= Texto fornecido =

((

Mas qual é o limite desta publicidade? É razoável, por exemplo, a existência de uma enorme loja de artigos esportivos dentro do espaço de um parque urbano [7]? É razoável permitir a realização de eventos privados no espaço do parque que exijam a compra de ingresso para a participação dos visitantes?
A concessão do Ibirapuera, por exemplo, explora o ativo por meio da realização de shows e eventos; trata-se, pois, de uma opção viável para viabilização de receita à concessionária. O problema surge quando o parque fecha espaços consideráveis para a realização destes eventos. É dizer, há um claro conflito aqui, pois somente quem paga pelo ingresso possui acesso ao evento e, por consequência, ao espaço público. Restringe-se, assim, a utilização do parque urbano pelos cidadãos que não podem pagar pelo evento remunerado.
Assim, a exploração econômica dos parques pelas concessionárias não pode entrar em conflito com as características originais destes espaços públicos. Afinal, a premissa é que não haja bilheteria para assegurar o acesso democrático a espaços públicos. Por sua vez, outras e variadas formas de receitas podem ser exploradas, como atrativos específicos voltados ao lazer urbano e familiar, com a cobrança pelo uso de espaços para instalação de comércio, gastronomia, serviços, auditórios, estacionamentos e demais oportunidades.
Dessa forma, para além da elaboração de contratos detalhados, com a estipulação de regras mais específicas e restritas em relação à exploração da publicidade nos parques e de utilização de espaços públicos para realização de eventos, é necessário que ocorra a fiscalização efetiva destes contratos por parte do poder concedente. Os municípios, afinal, devem estar sempre atentos e vigilantes em relação à execução adequada destes contratos, a fim de permitir que os cidadãos continuem usufruindo de todos os benefícios destes espaços públicos.

))

= Exercícios propostos =
A. Reproduza o trecho do texto sobre parques urbanos de "A concessão do" a "pelo evento remunerado.", trocando "Ibirapuera" por "Villa-Lobos".
B. Liste os usos de espaço cuja cobrança o texto sobre parques urbanos aponta como outras formas de receita para as concessionárias.
As entradas a seguir provêm de outra fonte.

= Conteúdo do conjunto =
((

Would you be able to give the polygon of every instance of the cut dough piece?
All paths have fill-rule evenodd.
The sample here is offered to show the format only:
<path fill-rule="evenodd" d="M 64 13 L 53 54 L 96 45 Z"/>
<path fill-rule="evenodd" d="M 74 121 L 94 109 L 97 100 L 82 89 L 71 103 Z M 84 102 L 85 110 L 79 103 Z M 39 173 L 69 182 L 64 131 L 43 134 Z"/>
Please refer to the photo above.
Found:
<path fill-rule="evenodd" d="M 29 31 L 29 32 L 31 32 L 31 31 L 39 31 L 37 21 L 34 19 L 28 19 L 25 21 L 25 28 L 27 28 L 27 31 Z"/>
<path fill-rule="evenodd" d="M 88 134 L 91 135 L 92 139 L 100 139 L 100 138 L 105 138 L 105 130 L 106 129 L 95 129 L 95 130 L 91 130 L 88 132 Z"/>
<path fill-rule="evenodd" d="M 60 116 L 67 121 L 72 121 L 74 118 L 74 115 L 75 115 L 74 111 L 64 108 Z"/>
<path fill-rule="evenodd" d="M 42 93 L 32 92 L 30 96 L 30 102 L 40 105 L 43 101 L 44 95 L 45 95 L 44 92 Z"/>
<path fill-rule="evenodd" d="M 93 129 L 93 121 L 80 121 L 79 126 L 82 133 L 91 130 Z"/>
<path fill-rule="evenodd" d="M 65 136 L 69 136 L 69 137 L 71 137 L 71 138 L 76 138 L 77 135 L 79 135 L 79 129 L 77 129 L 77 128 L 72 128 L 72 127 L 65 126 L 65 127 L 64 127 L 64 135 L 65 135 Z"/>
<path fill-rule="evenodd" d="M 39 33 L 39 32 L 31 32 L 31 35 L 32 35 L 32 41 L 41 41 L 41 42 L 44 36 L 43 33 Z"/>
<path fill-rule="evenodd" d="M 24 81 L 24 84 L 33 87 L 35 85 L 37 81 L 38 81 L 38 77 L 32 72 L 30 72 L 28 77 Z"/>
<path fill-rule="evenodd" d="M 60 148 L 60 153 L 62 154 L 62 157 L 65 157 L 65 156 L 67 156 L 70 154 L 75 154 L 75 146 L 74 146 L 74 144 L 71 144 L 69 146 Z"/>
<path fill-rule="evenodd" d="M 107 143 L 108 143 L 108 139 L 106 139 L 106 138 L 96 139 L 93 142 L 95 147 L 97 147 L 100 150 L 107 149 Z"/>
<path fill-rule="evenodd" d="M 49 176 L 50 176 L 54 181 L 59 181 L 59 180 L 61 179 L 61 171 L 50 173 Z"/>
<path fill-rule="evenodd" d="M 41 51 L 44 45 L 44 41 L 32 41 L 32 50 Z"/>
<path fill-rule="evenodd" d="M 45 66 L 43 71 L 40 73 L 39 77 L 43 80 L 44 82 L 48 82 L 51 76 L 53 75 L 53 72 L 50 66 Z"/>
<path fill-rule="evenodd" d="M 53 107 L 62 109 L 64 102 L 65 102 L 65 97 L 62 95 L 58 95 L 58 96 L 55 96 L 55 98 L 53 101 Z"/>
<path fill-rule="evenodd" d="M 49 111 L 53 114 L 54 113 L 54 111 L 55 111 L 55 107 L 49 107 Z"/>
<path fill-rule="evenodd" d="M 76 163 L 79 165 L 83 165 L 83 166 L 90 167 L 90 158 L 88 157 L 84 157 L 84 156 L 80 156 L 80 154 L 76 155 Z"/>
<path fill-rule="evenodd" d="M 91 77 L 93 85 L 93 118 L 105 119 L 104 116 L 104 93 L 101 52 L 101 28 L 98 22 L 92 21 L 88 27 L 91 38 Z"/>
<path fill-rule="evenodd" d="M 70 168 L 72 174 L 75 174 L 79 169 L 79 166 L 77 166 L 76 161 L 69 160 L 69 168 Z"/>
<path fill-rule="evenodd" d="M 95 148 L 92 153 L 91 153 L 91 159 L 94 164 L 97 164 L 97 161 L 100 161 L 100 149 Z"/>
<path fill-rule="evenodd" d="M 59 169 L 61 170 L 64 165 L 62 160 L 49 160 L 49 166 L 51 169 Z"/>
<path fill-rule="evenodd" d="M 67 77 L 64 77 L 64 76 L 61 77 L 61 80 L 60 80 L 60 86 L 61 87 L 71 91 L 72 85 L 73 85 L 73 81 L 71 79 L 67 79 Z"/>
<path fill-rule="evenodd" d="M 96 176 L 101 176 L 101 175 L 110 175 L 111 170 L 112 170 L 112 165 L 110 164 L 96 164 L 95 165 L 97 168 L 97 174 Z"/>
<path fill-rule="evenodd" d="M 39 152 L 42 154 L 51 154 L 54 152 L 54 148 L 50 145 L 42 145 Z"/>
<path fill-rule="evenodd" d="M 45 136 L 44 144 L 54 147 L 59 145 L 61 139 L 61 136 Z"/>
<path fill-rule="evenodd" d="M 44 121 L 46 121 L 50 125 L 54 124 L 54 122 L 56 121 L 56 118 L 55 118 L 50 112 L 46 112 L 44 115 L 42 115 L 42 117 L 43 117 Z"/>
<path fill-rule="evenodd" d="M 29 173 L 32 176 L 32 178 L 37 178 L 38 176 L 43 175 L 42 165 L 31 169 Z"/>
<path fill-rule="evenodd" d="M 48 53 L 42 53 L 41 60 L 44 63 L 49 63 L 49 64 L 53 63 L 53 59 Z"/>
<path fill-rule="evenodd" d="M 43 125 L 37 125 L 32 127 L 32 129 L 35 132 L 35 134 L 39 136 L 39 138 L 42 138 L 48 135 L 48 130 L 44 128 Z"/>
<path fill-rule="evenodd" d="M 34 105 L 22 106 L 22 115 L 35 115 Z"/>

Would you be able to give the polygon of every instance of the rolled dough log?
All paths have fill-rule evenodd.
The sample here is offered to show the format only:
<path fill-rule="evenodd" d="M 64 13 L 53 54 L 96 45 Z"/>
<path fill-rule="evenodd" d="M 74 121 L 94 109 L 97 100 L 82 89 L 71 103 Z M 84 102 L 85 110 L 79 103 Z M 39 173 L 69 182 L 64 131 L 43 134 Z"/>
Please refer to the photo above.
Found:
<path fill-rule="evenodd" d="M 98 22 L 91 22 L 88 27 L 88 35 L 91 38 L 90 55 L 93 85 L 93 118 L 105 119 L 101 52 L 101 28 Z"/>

))

= Respostas por exercício =
A.
A concessão do Villa-Lobos, por exemplo, explora o ativo por meio da realização de shows e eventos; trata-se, pois, de uma opção viável para viabilização de receita à concessionária. O problema surge quando o parque fecha espaços consideráveis para a realização destes eventos. É dizer, há um claro conflito aqui, pois somente quem paga pelo ingresso possui acesso ao evento e, por consequência, ao espaço público. Restringe-se, assim, a utilização do parque urbano pelos cidadãos que não podem pagar pelo evento remunerado.

B. comércio, gastronomia, serviços, auditórios, estacionamentos